● **EXCERPT PROVIDED**:
Despite the occasional bear wrestling and topless horseback riding—habits that might seem odd for a president—it is unwise for US and EU policy makers to underestimate Russian President Vladimir Putin. A former KGB operative, mayor, prime minister, and now three-term president, Putin is shrewd and strategic, the exact opposite qualities than what President Obama used in his description of the Russian president as “the bored kid in the back of the classroom.” That was not the only wrong assessment that President Obama has had of Putin—far from Syria being the “quagmire” that the White House predicted, the hard truth is that Putin has figured out how to manipulate Western, pluralistic systems to suit his own ends. That is what he did last week, when all 28 of the European heads of state held a session to discuss the European Union’s response to the bloodshed in Aleppo.
Enacting economic sanctions on Russia is always a heavy lift for the Europeans. Due to how the European Union operates, consensus among the bloc’s twenty-eight member states is required if any new sanctions measures can be levied on another country. That’s an enormously tough road to climb for the European Union, especially when the country that members are trying to punish is Russia. It typically takes an act of such overt aggression like the annexation of Crimea or shooting down of a civilian airliner in the skies of Ukraine for the EU to muster that unity.

Dataset rows showing where objects appear

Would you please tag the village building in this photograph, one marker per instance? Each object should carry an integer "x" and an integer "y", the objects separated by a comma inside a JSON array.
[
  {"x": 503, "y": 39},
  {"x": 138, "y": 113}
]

● **YOUR TASKS**:
a: In the passage on Putin and EU sanctions, what must the bloc's member states reach before new sanctions can be levied on another country?
b: List every role that the passage on Putin and EU sanctions says Putin has held.

● **ANSWERS FOR THE TASKS**:
a: Consensus among all twenty-eight member states.

b: KGB operative, mayor, prime minister, president (now three-term)